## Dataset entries

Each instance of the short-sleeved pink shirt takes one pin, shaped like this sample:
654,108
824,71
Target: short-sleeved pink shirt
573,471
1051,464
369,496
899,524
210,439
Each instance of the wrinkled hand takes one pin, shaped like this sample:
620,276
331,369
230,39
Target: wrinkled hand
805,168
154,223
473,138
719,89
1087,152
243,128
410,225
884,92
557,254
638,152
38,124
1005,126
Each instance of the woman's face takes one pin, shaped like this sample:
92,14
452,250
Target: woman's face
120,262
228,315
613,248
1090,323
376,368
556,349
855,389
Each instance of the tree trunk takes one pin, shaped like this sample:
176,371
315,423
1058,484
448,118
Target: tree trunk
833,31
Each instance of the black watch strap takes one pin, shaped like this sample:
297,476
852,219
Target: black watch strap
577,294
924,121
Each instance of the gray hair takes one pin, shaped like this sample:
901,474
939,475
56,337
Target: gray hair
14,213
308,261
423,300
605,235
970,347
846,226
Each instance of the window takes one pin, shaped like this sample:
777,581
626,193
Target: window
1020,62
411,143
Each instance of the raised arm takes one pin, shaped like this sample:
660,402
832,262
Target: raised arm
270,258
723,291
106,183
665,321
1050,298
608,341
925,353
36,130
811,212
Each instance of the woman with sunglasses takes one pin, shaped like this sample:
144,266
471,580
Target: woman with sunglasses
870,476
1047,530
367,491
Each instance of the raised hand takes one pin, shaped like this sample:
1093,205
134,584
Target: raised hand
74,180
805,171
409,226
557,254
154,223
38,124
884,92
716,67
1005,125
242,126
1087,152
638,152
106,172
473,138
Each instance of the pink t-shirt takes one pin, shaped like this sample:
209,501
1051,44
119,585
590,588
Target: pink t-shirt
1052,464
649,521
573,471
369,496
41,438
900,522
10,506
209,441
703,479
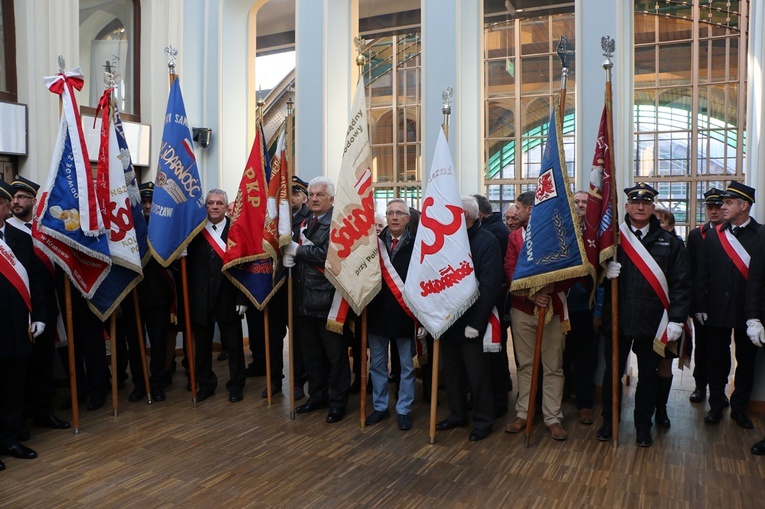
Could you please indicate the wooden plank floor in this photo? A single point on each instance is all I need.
(220, 454)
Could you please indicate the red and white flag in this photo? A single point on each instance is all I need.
(441, 283)
(353, 263)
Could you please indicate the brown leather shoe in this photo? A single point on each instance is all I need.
(557, 432)
(516, 426)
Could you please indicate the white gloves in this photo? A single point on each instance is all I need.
(37, 328)
(755, 331)
(674, 331)
(613, 269)
(470, 332)
(291, 249)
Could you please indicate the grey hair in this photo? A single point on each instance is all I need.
(218, 191)
(470, 206)
(323, 181)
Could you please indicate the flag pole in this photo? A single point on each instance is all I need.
(609, 45)
(266, 318)
(171, 53)
(446, 109)
(113, 356)
(290, 296)
(141, 345)
(361, 61)
(564, 51)
(68, 311)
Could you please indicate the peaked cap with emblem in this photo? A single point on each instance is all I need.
(739, 190)
(21, 183)
(713, 197)
(641, 192)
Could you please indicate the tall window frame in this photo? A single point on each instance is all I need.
(522, 77)
(690, 101)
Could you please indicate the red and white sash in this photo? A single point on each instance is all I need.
(642, 259)
(12, 269)
(493, 335)
(215, 241)
(734, 249)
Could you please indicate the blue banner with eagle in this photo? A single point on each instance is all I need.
(552, 248)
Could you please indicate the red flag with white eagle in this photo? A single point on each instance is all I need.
(353, 258)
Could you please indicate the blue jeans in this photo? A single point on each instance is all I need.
(378, 367)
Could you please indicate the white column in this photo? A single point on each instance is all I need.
(324, 83)
(755, 157)
(55, 26)
(596, 19)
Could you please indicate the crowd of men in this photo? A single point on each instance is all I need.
(718, 280)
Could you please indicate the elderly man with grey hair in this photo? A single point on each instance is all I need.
(466, 366)
(324, 352)
(214, 299)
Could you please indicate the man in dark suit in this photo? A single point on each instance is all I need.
(723, 276)
(695, 243)
(23, 304)
(324, 352)
(390, 322)
(214, 299)
(39, 388)
(466, 366)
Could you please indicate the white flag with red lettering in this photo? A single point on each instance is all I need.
(353, 258)
(441, 283)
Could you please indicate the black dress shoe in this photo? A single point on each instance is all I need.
(310, 406)
(662, 419)
(758, 448)
(52, 422)
(335, 414)
(478, 434)
(448, 424)
(96, 402)
(643, 438)
(19, 451)
(203, 394)
(714, 416)
(604, 433)
(742, 420)
(137, 395)
(377, 416)
(275, 389)
(23, 435)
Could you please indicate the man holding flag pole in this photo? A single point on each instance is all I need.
(178, 209)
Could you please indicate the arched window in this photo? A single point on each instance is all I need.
(109, 37)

## Task item
Repeat the records above exactly, without any pictures.

## Written response
Each instance of the short-sleeved pink shirt takes one pin, shaped like this sample:
654,108
824,71
Target: short-sleeved pink shirt
573,471
1051,464
369,496
899,524
210,439
Each instance of the wrinkled hand takes one pin, shaped like this sample:
620,276
331,369
230,39
Target: wrinkled hand
805,168
154,223
473,138
719,89
1087,152
243,128
410,225
884,92
557,254
638,152
38,124
1005,126
Each instance of the woman's face takes one pin, shaped like this sample:
92,14
452,250
Target: woman's face
120,262
228,315
613,248
1090,323
376,368
556,349
855,389
Each instance of the tree trunk takes one pin, shaped like this sample:
176,371
315,423
1058,484
448,118
Target: tree trunk
833,31
Each instance of the black watch strap takes one pin, shaped like this sample:
297,476
852,219
Target: black watch strap
577,294
924,121
Each instance of the gray hair takes one pin, shaped like this sample:
901,474
939,475
56,337
Target: gray hair
14,213
308,261
423,300
605,235
970,347
846,226
Each instance of the window takes one pin, shaped like this sample:
777,581
626,193
Target: window
1020,62
411,143
Each instance of the raised arm takes one pin, shaped like this sample:
660,402
832,262
Target: raised arm
270,258
723,291
106,183
665,321
1050,298
608,341
925,353
36,130
811,212
Each instance of the woman with sunglasses takes one pin, shaped like this sample:
144,266
471,580
Target: woman with sunglasses
870,476
1047,530
367,491
Each instance of the raised hand takes one pin, shaped like this sample:
1093,205
134,584
Target: raised hand
74,180
805,171
409,226
557,254
154,223
38,124
884,92
716,67
1005,125
242,126
1087,152
638,152
106,172
473,138
Each instance of the pink t-shirt takes one pin, shaped like this sample:
209,501
1051,44
119,585
590,588
Target: pink t-shirt
1052,464
649,521
573,471
369,496
41,438
900,522
10,506
209,441
703,479
Could you please indicate the wooden plank floor in this photo? A single point on each instance is all I need.
(220, 454)
Could you please indicate the red and white flag in this photo? A single point on each instance is all I need.
(441, 283)
(353, 263)
Could you please indicate the brown leather shoe in this photo? A single point on each instance is all I need.
(557, 432)
(516, 426)
Could you please indicate the white gloves in this photo? A single point on each instance is all I need.
(37, 328)
(755, 331)
(674, 331)
(613, 269)
(470, 332)
(291, 249)
Could you please indicate the grey hair in this photo? A single point on each instance is all I need.
(218, 191)
(470, 206)
(323, 181)
Could you please indicate the flag pole in this photo? A single point on each instance is all I need.
(609, 45)
(266, 318)
(171, 53)
(446, 109)
(113, 356)
(290, 296)
(141, 345)
(361, 61)
(564, 51)
(68, 311)
Could you please indicate the peaked cap with emblem in this photo? A single point on each instance is all I need.
(739, 190)
(21, 183)
(713, 197)
(641, 192)
Could you please indicate the tall window frame in this photo? A single point on each instance is all I need.
(522, 77)
(690, 101)
Could you please indicate the red and white sash in this photo? A single point on each instance is all I need.
(642, 259)
(12, 269)
(493, 335)
(215, 241)
(734, 249)
Could you please indicate the blue banner with eagle in this photo? A single point on each instance is all I need.
(552, 248)
Could you please indicate the red flag with white eagle in this photo? A single point on each instance is all I need.
(353, 258)
Could you please indicate the blue jeans in this photo? A single point on each instance is all I need.
(378, 367)
Could you please indicate the white column in this photo? A single point on each instance is all I need.
(324, 83)
(755, 157)
(55, 26)
(596, 19)
Could you please indicate the crowd of men in this photo? A single point on each instance is all I need.
(718, 280)
Could you please indicate the elderly man with grey hair in this photo? A single point on each instance is all I need.
(466, 366)
(324, 352)
(214, 299)
Could you please indicate the man in dark suit in this photo? A single point on each instance is all I need.
(723, 276)
(695, 243)
(23, 304)
(324, 352)
(390, 322)
(214, 299)
(39, 388)
(466, 366)
Could you please indicate the white flag with red lettering in this photo? A single point on each instance is all I need.
(353, 258)
(441, 283)
Could you please indicate the black dress shoe in this photo? A single point on each instance is all I need.
(310, 406)
(662, 419)
(758, 448)
(52, 422)
(335, 414)
(478, 434)
(448, 424)
(96, 402)
(643, 438)
(19, 451)
(203, 394)
(714, 416)
(604, 433)
(742, 420)
(137, 395)
(377, 416)
(275, 389)
(23, 435)
Could you please indicate the man holding flag pole in this photo? A single point on each instance is all I need.
(178, 209)
Could you please indicate the arched window in this photo? A single point on each instance is all I need.
(109, 37)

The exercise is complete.